◆ TO BE DONE: Please count how many of the lines below contain the string "green", matching case exactly, and give only that number.

◆ STORED DATA:
================================
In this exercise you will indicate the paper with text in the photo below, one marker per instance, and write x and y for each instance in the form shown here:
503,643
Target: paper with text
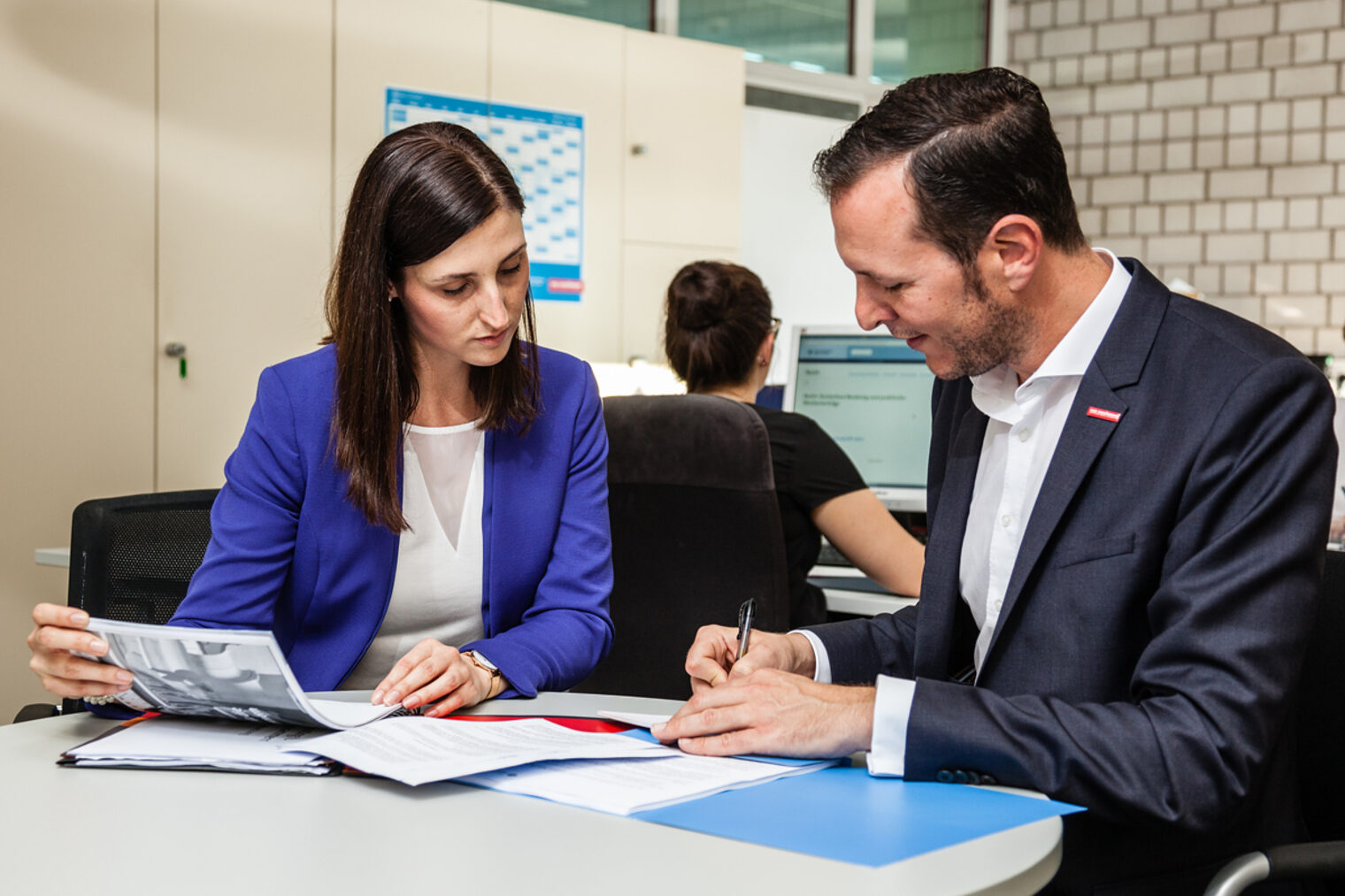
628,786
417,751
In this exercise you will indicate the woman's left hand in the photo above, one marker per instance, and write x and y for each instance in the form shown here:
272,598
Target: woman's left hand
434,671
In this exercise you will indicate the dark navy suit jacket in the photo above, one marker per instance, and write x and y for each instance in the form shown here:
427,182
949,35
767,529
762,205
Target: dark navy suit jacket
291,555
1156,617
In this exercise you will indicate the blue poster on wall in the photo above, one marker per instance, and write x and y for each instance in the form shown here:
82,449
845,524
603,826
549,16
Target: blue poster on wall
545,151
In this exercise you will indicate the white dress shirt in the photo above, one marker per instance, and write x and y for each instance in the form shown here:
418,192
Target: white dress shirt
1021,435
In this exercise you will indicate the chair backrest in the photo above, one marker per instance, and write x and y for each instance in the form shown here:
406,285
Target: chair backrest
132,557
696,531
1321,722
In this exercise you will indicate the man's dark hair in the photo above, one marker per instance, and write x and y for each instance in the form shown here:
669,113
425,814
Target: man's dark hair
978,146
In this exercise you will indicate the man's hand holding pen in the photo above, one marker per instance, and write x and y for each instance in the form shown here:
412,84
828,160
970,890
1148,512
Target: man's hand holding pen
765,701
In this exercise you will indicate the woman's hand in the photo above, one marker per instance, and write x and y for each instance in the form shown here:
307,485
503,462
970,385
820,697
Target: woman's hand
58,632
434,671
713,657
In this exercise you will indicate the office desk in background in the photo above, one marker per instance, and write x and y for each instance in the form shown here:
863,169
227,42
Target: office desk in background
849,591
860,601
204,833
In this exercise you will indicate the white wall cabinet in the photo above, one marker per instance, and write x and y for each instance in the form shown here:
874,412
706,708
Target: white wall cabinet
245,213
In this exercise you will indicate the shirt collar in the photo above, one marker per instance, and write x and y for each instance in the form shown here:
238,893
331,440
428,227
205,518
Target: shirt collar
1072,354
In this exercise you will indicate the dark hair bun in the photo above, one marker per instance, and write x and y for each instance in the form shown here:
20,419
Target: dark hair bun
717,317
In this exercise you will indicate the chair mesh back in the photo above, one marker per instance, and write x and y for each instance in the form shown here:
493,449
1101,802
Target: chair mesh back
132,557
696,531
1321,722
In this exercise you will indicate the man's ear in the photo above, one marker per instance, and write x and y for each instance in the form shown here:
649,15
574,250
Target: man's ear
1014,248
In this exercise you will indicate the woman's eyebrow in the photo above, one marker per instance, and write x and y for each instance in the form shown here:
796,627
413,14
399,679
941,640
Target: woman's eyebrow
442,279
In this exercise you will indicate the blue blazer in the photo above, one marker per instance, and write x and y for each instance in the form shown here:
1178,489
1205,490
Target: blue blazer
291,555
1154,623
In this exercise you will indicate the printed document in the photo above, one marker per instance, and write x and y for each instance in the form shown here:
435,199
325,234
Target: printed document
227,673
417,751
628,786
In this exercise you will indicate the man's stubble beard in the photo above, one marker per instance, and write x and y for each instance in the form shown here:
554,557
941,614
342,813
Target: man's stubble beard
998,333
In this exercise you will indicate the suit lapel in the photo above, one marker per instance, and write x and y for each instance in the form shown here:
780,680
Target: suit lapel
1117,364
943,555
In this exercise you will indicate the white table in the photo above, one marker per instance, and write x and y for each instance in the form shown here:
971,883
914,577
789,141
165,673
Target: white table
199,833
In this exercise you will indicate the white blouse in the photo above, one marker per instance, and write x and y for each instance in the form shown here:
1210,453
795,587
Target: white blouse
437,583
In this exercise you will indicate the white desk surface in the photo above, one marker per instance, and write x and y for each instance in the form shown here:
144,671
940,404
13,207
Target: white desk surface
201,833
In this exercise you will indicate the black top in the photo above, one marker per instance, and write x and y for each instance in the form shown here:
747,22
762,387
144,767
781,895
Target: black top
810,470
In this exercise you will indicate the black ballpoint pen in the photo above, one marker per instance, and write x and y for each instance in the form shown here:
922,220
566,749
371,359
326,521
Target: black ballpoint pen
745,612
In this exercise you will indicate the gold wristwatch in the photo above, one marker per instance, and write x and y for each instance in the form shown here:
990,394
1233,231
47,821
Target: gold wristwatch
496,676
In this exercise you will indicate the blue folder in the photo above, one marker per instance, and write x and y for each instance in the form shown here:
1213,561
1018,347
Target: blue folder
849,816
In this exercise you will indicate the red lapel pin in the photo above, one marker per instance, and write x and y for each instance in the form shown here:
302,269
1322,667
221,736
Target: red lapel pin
================================
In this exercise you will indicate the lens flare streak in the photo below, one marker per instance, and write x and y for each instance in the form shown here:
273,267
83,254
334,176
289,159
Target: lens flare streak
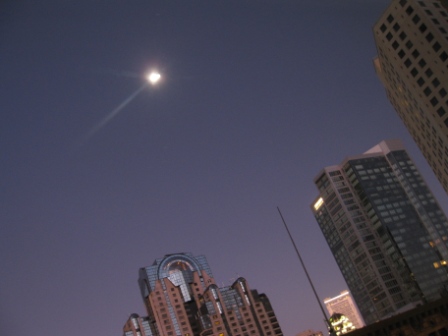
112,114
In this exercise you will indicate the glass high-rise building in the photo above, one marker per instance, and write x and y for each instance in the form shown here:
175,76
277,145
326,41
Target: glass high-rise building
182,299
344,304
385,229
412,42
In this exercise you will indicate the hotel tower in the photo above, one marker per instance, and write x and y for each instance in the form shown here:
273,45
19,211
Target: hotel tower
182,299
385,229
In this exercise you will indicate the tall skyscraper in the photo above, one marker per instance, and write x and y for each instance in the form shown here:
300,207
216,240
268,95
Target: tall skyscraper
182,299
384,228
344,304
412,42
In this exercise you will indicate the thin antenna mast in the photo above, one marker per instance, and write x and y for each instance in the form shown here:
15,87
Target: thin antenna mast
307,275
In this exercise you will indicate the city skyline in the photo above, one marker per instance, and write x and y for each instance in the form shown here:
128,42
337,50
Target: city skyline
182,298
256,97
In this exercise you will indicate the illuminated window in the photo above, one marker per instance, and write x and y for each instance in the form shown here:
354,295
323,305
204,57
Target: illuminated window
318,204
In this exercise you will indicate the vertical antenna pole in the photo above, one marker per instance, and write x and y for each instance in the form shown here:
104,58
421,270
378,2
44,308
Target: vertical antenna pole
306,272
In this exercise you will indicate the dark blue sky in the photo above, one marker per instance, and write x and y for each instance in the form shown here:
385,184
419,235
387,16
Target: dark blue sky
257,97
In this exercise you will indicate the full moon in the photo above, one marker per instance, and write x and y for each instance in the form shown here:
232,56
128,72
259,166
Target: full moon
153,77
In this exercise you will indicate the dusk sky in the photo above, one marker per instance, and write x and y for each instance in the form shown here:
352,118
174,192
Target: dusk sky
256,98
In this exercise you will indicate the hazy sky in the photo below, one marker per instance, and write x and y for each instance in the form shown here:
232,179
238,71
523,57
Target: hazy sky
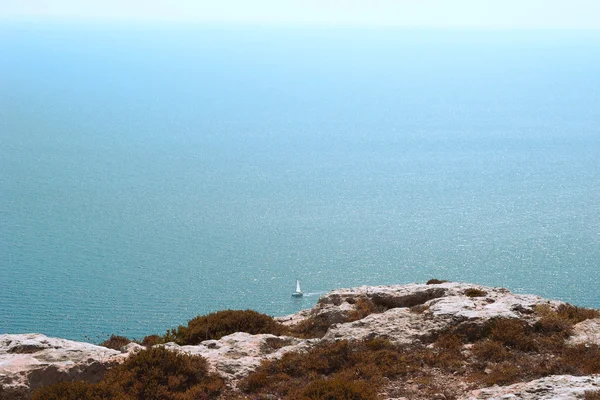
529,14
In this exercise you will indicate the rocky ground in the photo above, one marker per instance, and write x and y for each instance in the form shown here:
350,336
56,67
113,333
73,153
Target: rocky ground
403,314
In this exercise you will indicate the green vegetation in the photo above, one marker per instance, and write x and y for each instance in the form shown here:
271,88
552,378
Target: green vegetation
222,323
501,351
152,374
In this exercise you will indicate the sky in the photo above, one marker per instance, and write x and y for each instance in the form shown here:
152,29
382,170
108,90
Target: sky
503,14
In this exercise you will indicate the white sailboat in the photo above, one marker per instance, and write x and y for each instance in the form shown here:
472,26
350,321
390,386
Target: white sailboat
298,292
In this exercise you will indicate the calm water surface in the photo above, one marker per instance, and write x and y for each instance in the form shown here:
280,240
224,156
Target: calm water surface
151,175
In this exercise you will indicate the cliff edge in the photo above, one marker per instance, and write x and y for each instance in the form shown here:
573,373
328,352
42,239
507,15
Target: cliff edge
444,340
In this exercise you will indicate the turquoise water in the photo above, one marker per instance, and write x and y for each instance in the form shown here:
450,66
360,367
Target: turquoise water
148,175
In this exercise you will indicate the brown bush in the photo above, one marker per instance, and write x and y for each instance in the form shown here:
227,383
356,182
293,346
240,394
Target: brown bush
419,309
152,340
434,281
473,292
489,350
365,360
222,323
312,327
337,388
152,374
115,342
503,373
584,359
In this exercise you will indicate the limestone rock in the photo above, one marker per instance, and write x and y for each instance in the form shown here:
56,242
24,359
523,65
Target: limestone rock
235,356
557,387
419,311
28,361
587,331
================================
◆ RESULT OF THE EXERCISE: 2